>> begin SOURCE MATERIAL

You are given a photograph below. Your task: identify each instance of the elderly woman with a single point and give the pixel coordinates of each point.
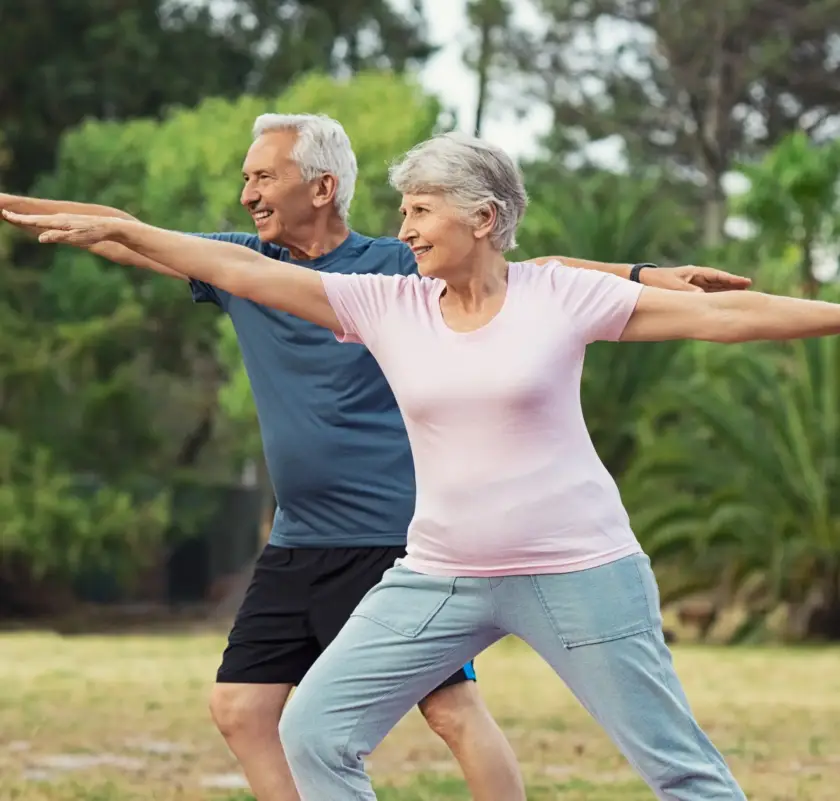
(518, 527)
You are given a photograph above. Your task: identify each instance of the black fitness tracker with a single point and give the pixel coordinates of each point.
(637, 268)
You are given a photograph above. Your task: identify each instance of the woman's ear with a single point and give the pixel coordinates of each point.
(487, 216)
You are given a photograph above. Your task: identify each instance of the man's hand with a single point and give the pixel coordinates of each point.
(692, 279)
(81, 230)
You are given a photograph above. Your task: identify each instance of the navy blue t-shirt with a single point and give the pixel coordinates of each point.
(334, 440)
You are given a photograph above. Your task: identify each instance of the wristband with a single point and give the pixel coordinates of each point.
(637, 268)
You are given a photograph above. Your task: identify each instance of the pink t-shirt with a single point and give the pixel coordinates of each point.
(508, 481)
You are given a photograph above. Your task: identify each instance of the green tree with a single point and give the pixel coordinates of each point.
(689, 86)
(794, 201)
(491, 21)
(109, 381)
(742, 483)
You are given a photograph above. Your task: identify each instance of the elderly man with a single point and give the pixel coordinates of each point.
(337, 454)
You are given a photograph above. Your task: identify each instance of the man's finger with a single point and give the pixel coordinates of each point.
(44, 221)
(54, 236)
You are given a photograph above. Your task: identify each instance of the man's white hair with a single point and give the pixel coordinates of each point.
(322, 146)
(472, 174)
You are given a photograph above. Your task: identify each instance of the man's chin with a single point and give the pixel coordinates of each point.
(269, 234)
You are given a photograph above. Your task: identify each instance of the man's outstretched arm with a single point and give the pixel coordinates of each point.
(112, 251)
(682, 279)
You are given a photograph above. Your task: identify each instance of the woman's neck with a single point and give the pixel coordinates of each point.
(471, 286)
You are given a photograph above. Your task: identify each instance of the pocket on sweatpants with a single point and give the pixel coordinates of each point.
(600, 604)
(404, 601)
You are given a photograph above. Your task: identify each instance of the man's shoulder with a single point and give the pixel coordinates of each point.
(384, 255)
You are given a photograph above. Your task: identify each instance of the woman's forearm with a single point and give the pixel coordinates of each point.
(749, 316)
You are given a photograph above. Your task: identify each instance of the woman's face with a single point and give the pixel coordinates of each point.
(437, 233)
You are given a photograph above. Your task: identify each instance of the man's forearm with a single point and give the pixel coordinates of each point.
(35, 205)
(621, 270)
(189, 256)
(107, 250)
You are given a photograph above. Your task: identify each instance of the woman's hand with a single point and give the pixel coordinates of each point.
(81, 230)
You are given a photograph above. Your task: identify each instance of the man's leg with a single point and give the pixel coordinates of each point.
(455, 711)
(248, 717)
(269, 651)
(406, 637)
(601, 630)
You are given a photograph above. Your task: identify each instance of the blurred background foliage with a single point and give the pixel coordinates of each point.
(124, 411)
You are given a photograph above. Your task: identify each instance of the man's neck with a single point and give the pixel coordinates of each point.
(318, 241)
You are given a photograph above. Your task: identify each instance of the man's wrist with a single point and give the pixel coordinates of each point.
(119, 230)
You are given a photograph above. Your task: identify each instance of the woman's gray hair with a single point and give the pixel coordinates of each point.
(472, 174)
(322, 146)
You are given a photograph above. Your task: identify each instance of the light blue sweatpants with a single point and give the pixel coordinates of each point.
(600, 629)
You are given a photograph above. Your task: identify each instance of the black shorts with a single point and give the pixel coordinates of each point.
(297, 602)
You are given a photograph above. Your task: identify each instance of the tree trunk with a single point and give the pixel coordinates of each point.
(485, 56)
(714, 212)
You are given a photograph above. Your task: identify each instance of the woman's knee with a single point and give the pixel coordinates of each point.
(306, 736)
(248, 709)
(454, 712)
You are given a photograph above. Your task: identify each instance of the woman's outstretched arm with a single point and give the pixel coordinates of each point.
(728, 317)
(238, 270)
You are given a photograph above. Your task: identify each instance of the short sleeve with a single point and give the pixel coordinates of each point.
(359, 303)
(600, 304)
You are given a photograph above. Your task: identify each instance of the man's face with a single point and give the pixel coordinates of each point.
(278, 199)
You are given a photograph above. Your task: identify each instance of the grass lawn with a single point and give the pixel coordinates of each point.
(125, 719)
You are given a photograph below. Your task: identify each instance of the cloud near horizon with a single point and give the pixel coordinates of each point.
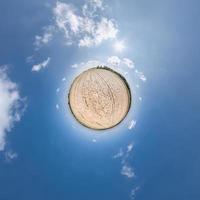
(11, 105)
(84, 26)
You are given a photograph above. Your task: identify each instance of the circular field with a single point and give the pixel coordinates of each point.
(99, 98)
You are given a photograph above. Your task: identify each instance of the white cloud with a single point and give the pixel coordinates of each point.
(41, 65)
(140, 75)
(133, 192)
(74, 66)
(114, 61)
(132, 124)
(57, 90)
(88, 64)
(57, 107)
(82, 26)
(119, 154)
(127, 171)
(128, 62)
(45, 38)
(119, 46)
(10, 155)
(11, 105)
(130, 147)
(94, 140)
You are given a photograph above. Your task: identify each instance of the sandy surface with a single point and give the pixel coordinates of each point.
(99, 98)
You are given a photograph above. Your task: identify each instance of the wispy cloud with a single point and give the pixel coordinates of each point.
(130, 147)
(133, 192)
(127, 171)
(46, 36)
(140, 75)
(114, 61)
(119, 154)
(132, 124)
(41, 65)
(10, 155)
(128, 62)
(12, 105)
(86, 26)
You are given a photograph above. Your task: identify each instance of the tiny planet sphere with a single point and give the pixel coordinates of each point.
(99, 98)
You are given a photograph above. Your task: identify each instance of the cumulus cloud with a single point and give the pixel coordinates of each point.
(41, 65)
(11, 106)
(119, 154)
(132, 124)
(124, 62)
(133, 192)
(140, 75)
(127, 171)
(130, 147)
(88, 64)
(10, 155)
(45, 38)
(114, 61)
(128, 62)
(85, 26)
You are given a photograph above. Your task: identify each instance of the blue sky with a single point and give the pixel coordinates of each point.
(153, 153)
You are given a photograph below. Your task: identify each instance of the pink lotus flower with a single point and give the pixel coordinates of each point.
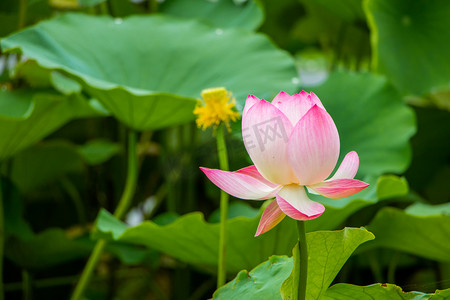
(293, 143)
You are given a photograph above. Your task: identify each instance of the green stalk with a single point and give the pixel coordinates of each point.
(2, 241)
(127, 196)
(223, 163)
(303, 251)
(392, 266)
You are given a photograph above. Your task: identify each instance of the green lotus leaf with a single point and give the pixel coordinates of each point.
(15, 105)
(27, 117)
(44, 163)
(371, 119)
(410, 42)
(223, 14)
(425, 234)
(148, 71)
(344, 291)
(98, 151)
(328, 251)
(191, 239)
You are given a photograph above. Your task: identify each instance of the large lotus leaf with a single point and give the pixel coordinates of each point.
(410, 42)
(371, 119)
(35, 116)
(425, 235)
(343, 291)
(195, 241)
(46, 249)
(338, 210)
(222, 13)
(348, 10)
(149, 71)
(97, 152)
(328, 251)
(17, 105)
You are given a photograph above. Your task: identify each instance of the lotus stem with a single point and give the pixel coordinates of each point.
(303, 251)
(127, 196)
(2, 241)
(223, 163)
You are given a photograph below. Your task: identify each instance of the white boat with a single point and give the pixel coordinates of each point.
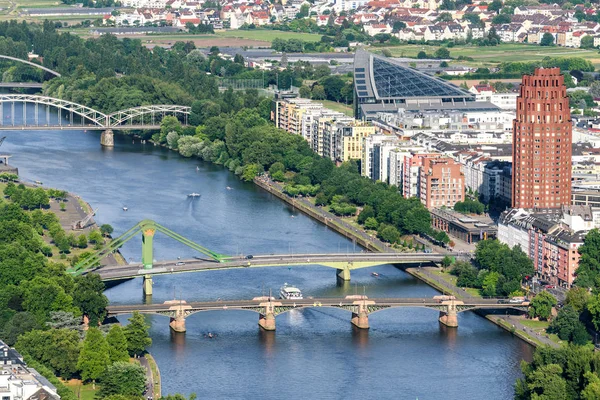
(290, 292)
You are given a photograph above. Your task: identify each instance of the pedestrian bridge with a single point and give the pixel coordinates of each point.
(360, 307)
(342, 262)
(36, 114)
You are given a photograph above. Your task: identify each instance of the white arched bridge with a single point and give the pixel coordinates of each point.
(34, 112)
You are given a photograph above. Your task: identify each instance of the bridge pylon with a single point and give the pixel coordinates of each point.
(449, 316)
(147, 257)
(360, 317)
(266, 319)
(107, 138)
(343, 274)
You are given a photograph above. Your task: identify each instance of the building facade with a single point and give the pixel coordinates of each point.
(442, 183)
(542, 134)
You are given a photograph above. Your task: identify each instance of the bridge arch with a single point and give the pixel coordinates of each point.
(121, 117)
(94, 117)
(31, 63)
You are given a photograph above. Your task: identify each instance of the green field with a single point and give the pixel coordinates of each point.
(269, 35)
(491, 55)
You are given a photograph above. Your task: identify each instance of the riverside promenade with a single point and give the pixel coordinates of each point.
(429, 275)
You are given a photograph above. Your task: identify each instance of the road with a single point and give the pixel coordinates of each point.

>> end SOURCE MATERIAL

CHALLENGE
From the line holding "of the pedestrian" to the last line of the records, quote each line exactly and add nothing.

SOLUTION BELOW
You are given a photograph above. Your task: identify each instance of the pedestrian bridge with a single point and give the pixel coordinates of each point.
(360, 307)
(342, 262)
(36, 114)
You are given a photograph above. Your task: identify each instance of the white arched bridge with a single point and give the pixel coordinates of each point.
(34, 112)
You are given a photograph above. Your task: identify each instance of the bridge pylon with a single point and give the pixel coordinates of each point.
(449, 316)
(147, 257)
(360, 317)
(266, 319)
(107, 138)
(343, 274)
You are given a photograph above. Your task: identify each instance of the building facade with a single point and give the pixel coordinates of each point.
(442, 183)
(542, 134)
You are given a photograph above. Your task: identify each instance of the bridge arch with a single point and give the pixel coordinates of each point.
(121, 117)
(94, 117)
(31, 63)
You are given a photograph above. Your task: identify each instance of the green field with a single point and give the pixel coordinates of each point.
(269, 35)
(491, 55)
You are given a photograph above. Your task: identify each instance of the riverside promenade with a single point and give the pixel coordinates of each point.
(429, 275)
You are given a photograph above. Your task: identify each instance of the road with a single point and give the pixel coordinates of each point.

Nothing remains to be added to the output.